Start MATERIAL

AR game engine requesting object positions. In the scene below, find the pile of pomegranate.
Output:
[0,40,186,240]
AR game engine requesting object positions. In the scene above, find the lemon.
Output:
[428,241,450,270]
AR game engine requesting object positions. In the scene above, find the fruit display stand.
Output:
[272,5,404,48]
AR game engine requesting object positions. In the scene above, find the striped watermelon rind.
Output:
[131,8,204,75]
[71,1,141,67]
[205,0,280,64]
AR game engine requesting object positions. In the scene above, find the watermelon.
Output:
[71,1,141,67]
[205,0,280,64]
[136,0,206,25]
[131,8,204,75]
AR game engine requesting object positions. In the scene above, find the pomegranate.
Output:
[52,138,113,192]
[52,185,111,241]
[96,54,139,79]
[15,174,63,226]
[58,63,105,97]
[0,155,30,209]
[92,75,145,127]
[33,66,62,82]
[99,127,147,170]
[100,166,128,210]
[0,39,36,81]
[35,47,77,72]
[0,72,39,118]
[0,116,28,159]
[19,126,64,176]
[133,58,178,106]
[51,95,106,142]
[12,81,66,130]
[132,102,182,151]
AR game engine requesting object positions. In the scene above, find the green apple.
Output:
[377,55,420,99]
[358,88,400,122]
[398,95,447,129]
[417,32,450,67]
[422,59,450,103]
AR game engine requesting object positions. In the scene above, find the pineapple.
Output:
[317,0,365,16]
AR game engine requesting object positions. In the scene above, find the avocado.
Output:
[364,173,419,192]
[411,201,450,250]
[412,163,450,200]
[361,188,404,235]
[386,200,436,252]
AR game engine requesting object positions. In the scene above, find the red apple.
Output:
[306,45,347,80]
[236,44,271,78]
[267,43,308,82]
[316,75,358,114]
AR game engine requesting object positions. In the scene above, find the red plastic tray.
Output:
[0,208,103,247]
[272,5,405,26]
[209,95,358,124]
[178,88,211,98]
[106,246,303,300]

End MATERIAL

● GOAL
List, verbatim, each line of the records in which the string "requesting" occurs.

● TASK RESULT
AR game engine requesting object positions. In the scene below, find the pile of pomegranate.
AR game engine requesting object positions. In the scene above, find the lemon.
AR game engine requesting object positions. In the scene above, find the fruit display stand.
AR game engine requesting object positions. In the scene above, find the striped watermelon rind.
AR game engine requesting object positions. In the scene above, find the watermelon.
AR game engine requesting object positions. In the scene above, find the pomegranate.
AR game engine requesting object positions. In the scene above, find the green apple.
AR game engine requesting object positions. In the scene above, find the pineapple.
AR game engine requesting object positions. In the scene above, find the avocado.
AR game engine requesting object positions. In the scene above, find the red apple.
AR game engine requesting object positions. In the scene above, find the red plastic tray.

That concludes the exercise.